> _Required work_
Answer each question using the patch discussion below.
(a) Which PR number does the patch address?
(b) In which function did Aldy Hernandez mark the expression as non_constant_p?
(c) What did Nathan Sidwell say was not very clear to him?

> _Provided passage_
=-=-=

[PR,c++/78572] handle array self references in intializers
diff mbox

Message ID ad3c151e-9c4b-c203-89ab-3267417ab352@redhat.com
State New
Headers show

Commit Message

Aldy Hernandez Dec. 20, 2016, 4:25 p.m. UTC
The problem in this PR is that we're trying to initialize an array with 
members of itself:

	int array[10] = { array[3]=5, array[7]=3 };

The C++ front-end, in store_init_value() via cxx_constant_value() and 
friends will transform:

	{array[3] = 5, array[7] = 3}

into:

	{[3]=5, [0]=5, [7]=3, [1]=3}

which looks invalid to output_constructor*(), presumably because it 
isn't sorted by increasing index.

Jakub has even gone further to show that for the following:

	... = { array[3]=5, array[7]=3, array[7]=8, array[7] = 9 };

things get even worse, because we generate code to write twice into [3]:

	{[3]=5, [0]=5, [7]=9, [1]=3, [2]=8, [3]=9}

I took the easy way in cxx_eval_store_expression() and marked the 
expression as non_constant_p if we're trying to set an array from 
members of itself.  This causes us to to generate the initialization of 
the self-referencing array[sub] elements as a CLEANUP_POINT_EXPR:

<<cleanup_point <<< Unknown tree: expr_stmt
   array[0] = array[3] = 5 >>>>>;
<<cleanup_point <<< Unknown tree: expr_stmt
   array[1] = array[7] = 3 >>>>>;

Ultimately this yields correct code:

array:
         .zero   40
...
...

_GLOBAL__sub_I_array:
.LFB1:
         .cfi_startproc
         movl    $5, array+12(%rip)
         movl    $5, array(%rip)
         movl    $3, array+28(%rip)
         movl    $3, array+4(%rip)
	ret

Is this approach acceptable, or should we be marking this as 
non-constant somewhere else in the chain?  Or perhaps another approach 
would be to handle such constructor holes in the in the varasm code?

Aldy
commit 295d93f60bcbec5b9959a7b3656f10aa0df71c9f
Author: Aldy Hernandez <aldyh@redhat.com>
Date:   Tue Dec 20 06:13:26 2016 -0500

            PR c++/78572
            * constexpr.c (cxx_eval_store_expression): Avoid array self
            references in initialization.

Comments

Nathan Sidwell Dec. 20, 2016, 4:48 p.m. UTC | #1
On 12/20/2016 11:25 AM, Aldy Hernandez wrote:
> The problem in this PR is that we're trying to initialize an array with
> members of itself:

> Jakub has even gone further to show that for the following:
>
>     ... = { array[3]=5, array[7]=3, array[7]=8, array[7] = 9 };
>
> things get even worse, because we generate code to write twice into [3]:
>
>     {[3]=5, [0]=5, [7]=9, [1]=3, [2]=8, [3]=9}

I looked at this a couple of weeks ago, and got confused.  It wasn't 
very clear to me how the side-effect assignments interact with any 
implict zero assignments.  (Especially if one then tries to support 
C-style designated initializers).

=-=-=

> _Data entries_

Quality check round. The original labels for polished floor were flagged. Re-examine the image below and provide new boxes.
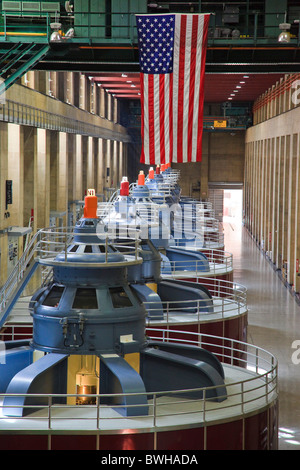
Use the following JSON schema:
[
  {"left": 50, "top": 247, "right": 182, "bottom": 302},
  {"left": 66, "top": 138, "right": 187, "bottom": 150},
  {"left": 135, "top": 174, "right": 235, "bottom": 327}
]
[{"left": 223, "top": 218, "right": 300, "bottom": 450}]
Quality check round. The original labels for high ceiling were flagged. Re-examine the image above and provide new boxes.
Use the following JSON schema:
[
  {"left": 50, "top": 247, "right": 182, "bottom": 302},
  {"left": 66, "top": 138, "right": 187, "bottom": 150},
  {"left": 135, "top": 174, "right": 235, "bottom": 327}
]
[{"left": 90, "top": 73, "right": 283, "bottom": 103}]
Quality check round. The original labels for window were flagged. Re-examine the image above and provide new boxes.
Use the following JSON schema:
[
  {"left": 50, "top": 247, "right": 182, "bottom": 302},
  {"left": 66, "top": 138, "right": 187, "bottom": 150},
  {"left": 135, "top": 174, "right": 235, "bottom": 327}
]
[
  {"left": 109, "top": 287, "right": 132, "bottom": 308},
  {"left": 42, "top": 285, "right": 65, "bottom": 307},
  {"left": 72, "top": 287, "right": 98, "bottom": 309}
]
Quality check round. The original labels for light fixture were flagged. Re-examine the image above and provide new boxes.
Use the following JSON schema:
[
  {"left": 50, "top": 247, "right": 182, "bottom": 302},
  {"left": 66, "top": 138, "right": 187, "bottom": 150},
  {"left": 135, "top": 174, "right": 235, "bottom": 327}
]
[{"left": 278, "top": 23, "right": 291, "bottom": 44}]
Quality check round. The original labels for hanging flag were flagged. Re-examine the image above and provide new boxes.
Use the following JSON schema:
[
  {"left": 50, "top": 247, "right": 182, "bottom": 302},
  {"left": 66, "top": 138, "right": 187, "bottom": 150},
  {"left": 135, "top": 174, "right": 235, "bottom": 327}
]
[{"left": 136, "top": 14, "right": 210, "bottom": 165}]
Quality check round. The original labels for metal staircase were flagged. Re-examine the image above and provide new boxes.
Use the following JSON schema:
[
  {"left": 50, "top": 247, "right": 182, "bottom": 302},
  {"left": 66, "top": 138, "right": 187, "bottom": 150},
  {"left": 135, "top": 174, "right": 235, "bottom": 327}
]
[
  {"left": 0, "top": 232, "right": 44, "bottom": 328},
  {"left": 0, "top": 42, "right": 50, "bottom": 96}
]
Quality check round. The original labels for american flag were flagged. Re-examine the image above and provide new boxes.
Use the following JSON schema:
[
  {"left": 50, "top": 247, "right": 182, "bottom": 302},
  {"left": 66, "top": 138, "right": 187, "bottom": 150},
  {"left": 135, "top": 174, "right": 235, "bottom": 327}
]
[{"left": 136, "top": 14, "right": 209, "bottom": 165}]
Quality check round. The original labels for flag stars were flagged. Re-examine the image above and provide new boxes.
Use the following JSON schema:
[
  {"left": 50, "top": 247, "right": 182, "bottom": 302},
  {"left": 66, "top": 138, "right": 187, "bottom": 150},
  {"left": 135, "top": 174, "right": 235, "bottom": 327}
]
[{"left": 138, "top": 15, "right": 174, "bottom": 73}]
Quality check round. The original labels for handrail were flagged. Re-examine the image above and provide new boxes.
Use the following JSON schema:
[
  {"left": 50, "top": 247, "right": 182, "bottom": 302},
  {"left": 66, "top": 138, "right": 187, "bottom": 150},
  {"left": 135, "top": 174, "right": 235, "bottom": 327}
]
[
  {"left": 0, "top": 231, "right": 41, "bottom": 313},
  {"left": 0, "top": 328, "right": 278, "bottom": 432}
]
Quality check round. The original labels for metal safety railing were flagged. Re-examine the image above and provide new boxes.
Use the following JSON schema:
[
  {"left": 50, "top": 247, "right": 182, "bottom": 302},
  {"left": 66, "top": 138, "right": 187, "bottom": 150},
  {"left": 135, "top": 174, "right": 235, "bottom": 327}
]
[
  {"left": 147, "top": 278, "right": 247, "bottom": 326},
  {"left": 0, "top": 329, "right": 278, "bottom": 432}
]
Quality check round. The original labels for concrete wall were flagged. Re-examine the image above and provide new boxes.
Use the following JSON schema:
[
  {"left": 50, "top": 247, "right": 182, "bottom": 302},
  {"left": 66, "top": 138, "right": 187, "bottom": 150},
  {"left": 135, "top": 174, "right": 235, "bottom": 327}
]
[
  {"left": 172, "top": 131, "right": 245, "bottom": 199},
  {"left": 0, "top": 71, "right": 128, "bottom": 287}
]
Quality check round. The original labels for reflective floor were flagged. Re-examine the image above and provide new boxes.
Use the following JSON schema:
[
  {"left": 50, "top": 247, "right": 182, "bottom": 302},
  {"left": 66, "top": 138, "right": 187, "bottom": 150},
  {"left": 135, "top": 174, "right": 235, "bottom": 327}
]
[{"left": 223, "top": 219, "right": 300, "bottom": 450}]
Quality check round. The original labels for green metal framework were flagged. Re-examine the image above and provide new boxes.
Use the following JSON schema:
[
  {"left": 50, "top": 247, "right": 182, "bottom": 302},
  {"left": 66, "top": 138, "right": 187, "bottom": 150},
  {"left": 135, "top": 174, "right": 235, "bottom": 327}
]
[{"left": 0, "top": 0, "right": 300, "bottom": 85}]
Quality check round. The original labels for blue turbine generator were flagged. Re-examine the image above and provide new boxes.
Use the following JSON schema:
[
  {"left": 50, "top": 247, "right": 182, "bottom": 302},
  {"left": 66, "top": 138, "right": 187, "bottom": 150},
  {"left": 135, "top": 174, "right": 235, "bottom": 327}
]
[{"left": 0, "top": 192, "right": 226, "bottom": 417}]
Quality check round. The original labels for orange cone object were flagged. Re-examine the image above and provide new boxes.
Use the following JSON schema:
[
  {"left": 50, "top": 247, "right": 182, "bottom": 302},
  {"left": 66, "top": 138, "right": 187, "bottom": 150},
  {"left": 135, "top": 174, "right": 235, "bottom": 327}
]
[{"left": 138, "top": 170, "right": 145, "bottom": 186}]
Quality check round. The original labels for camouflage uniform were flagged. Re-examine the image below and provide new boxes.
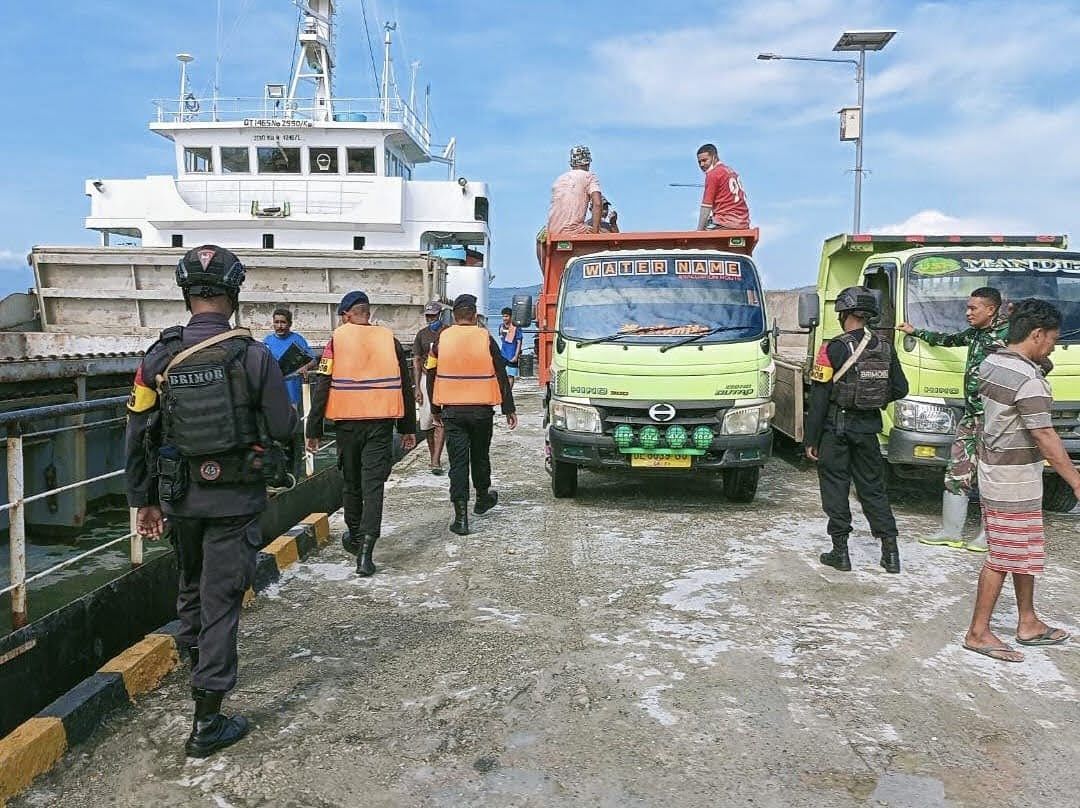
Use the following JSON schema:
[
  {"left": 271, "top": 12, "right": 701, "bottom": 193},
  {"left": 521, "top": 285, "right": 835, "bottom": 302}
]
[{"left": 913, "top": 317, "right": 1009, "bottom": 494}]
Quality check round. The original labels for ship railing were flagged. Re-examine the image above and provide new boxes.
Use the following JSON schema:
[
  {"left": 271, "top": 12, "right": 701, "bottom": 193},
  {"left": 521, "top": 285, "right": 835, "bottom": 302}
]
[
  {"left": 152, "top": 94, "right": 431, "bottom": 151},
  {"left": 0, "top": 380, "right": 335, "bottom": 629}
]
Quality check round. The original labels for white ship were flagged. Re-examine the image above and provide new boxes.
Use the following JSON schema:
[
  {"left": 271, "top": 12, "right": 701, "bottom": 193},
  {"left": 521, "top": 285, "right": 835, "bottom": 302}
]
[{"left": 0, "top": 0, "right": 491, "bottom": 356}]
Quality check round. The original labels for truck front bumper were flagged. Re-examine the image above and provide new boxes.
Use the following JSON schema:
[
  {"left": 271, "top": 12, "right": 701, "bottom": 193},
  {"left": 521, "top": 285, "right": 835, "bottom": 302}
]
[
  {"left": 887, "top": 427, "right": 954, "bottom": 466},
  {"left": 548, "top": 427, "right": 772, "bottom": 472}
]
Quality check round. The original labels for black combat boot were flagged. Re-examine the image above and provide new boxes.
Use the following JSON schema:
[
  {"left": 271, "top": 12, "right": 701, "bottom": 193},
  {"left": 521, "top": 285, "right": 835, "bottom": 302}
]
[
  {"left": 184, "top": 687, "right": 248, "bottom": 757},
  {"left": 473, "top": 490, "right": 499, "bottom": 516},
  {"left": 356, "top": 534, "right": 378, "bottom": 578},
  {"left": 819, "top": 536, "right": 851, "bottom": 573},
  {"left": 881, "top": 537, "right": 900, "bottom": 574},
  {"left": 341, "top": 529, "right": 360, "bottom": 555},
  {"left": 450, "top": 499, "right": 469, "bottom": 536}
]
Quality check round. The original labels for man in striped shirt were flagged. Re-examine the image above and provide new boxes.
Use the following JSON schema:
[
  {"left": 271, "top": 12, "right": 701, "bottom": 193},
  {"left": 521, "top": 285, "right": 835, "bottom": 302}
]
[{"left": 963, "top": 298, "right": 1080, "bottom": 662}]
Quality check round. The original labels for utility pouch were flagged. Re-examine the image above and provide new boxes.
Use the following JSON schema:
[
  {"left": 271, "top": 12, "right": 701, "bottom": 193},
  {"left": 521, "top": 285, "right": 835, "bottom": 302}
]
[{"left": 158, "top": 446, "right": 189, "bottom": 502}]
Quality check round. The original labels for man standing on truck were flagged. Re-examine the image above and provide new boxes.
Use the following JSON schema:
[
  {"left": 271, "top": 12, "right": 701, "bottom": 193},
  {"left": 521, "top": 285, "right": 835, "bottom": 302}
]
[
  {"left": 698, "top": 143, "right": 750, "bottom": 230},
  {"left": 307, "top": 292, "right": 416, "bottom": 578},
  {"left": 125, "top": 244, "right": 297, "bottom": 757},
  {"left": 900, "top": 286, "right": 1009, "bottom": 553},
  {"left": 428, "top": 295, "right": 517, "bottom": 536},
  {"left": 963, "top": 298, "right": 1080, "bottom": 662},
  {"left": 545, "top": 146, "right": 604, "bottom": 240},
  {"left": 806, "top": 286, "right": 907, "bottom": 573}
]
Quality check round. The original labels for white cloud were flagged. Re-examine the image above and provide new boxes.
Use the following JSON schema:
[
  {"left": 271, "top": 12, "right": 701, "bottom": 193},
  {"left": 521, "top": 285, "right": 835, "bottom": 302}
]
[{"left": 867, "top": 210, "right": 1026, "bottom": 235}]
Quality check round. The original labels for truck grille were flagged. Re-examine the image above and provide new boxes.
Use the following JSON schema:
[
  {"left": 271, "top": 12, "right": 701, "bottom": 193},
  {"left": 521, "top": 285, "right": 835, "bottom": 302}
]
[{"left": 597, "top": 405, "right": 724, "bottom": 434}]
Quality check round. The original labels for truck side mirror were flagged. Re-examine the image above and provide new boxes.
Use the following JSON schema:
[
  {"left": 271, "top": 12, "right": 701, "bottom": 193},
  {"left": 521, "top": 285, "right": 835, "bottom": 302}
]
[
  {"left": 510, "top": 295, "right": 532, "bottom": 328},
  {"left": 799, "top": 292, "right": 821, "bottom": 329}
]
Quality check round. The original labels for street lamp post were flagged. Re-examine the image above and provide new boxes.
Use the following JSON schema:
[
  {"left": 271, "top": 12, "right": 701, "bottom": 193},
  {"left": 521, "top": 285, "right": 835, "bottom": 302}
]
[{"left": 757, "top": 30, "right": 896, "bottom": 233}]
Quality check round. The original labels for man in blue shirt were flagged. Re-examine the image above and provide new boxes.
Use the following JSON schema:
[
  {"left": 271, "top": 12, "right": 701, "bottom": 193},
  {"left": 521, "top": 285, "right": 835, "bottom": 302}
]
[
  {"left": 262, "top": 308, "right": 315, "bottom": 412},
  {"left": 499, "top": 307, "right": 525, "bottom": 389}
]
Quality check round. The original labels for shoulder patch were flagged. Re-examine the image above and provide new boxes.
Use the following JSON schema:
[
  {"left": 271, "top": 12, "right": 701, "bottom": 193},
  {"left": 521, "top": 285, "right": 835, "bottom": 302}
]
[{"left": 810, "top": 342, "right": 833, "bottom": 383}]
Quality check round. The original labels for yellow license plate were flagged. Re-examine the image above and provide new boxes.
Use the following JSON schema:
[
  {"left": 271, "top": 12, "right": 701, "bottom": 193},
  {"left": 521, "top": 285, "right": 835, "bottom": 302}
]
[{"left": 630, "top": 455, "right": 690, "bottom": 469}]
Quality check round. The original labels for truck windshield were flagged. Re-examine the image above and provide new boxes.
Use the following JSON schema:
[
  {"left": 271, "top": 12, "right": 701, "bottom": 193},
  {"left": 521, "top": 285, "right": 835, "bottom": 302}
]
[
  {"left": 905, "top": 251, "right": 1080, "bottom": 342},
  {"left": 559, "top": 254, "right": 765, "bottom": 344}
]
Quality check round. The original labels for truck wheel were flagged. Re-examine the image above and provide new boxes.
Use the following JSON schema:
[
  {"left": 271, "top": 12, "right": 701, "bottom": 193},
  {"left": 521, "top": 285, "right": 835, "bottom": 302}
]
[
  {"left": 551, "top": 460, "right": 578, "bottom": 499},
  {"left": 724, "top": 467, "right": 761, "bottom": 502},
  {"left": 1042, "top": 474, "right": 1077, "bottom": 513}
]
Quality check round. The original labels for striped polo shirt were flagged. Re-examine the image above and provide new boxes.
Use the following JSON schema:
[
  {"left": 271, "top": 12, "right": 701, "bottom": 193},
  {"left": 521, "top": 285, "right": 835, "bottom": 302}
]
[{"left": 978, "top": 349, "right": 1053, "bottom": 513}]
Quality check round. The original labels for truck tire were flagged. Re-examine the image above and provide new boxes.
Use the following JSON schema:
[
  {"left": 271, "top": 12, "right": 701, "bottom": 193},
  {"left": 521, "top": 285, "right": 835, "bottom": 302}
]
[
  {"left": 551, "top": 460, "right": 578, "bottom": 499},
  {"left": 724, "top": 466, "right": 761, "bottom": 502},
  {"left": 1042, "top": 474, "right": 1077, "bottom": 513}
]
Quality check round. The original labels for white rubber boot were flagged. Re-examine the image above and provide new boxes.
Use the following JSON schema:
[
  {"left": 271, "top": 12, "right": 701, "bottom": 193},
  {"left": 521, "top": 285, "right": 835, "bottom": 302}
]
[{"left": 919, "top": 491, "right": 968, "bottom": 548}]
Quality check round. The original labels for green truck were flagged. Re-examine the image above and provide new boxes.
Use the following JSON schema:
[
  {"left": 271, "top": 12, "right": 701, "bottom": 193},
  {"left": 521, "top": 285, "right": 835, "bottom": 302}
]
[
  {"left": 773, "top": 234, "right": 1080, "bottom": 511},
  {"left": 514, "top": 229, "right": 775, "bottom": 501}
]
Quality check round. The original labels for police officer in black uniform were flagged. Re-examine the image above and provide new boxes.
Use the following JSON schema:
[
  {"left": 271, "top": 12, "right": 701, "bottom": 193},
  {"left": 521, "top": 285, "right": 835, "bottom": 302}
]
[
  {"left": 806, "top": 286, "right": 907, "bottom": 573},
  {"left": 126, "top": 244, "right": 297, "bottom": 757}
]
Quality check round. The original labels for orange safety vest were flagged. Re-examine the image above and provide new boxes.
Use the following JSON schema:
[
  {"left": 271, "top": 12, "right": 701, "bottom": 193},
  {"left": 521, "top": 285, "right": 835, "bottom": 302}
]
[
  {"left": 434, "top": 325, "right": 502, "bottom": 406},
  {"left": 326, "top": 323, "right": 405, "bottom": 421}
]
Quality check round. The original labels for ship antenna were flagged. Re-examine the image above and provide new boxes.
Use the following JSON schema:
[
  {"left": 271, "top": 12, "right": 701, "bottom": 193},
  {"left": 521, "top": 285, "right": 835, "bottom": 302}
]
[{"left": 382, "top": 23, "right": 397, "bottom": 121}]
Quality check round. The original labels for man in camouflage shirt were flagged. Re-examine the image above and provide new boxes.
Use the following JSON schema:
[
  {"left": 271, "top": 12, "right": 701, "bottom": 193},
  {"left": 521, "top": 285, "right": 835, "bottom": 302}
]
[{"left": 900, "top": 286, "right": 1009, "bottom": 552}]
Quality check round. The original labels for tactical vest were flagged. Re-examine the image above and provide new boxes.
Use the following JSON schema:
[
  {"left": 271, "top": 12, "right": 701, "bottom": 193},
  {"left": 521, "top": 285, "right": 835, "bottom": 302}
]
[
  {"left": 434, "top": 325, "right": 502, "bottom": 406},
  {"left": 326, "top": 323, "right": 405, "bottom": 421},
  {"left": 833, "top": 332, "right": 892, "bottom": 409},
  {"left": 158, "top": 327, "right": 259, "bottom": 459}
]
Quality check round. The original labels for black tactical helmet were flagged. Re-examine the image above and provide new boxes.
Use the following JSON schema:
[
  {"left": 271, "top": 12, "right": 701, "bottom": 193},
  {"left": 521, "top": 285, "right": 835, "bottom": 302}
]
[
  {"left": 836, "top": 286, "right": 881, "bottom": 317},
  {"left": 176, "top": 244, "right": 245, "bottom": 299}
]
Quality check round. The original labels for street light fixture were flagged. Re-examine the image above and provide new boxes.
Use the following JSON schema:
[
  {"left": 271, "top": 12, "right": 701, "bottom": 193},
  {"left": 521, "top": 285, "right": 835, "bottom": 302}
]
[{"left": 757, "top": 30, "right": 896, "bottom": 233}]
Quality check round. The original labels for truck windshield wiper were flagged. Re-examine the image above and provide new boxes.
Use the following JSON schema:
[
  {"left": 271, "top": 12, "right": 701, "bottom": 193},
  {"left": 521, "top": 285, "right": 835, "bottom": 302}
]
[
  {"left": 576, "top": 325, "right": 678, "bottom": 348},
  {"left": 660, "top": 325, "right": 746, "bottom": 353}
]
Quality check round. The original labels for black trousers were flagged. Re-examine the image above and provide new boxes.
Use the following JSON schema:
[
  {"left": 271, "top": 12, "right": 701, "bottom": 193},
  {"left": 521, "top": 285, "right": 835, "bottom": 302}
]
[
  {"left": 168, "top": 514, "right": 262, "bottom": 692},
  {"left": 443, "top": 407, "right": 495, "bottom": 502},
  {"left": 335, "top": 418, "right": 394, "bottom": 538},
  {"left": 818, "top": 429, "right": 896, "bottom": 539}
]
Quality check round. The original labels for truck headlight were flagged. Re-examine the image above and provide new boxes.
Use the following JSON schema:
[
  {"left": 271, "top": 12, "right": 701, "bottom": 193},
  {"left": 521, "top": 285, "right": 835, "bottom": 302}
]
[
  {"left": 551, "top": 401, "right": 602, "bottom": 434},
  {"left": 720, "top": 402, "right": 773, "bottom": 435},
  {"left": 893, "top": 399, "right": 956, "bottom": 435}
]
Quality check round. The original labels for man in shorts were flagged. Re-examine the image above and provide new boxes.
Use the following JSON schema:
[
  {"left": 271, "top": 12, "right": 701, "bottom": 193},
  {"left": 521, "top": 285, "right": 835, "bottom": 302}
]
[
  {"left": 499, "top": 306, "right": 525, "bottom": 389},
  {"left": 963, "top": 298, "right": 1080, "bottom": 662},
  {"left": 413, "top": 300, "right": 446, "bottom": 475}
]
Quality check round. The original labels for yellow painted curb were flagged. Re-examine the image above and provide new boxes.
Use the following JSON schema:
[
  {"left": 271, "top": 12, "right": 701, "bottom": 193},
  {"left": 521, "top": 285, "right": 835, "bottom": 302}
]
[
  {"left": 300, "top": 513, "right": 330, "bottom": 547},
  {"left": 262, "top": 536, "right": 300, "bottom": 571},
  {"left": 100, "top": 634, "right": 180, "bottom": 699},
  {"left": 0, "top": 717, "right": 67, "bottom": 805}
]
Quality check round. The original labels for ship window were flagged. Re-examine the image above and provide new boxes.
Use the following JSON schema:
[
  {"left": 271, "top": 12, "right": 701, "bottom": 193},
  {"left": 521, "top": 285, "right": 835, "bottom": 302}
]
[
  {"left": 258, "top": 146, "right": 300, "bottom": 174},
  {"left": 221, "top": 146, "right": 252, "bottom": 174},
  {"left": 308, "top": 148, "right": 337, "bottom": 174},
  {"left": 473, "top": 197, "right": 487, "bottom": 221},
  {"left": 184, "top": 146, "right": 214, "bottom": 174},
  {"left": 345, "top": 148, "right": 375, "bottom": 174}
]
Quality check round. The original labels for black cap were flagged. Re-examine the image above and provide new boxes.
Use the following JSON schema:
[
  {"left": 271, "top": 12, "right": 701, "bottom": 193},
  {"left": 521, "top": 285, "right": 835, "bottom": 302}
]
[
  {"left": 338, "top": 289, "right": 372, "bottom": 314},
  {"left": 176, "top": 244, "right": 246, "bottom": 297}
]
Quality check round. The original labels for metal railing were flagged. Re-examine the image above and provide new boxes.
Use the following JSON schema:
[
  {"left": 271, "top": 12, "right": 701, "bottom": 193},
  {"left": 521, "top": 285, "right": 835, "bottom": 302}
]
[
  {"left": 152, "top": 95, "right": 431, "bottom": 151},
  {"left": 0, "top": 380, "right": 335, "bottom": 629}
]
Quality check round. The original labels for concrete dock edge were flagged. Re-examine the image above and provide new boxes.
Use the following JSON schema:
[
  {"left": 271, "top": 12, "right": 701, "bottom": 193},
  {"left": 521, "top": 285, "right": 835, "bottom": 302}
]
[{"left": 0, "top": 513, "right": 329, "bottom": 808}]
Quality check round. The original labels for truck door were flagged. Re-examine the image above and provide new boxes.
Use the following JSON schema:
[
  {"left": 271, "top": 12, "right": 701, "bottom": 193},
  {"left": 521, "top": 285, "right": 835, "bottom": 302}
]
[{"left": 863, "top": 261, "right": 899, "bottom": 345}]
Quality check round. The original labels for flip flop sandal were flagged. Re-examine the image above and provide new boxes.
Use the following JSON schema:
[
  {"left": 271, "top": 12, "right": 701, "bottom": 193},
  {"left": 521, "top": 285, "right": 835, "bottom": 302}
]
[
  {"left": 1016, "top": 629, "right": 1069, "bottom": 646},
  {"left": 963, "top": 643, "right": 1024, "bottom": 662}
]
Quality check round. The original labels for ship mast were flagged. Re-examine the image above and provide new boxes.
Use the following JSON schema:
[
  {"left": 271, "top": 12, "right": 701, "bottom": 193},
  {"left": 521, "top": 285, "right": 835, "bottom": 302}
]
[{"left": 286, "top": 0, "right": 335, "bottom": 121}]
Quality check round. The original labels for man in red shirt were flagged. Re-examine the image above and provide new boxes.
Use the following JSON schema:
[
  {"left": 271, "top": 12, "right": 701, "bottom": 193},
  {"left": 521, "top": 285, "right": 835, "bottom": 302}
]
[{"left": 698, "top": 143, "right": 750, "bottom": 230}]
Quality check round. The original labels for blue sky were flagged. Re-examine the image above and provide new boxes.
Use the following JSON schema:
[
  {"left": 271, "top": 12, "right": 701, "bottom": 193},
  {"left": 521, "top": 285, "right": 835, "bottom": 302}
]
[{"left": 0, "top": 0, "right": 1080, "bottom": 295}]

=-=-=

> _Exercise result_
(a) PR c++/78572.
(b) cxx_eval_store_expression(), in constexpr.c.
(c) How the side-effect assignments interact with any implicit zero assignments.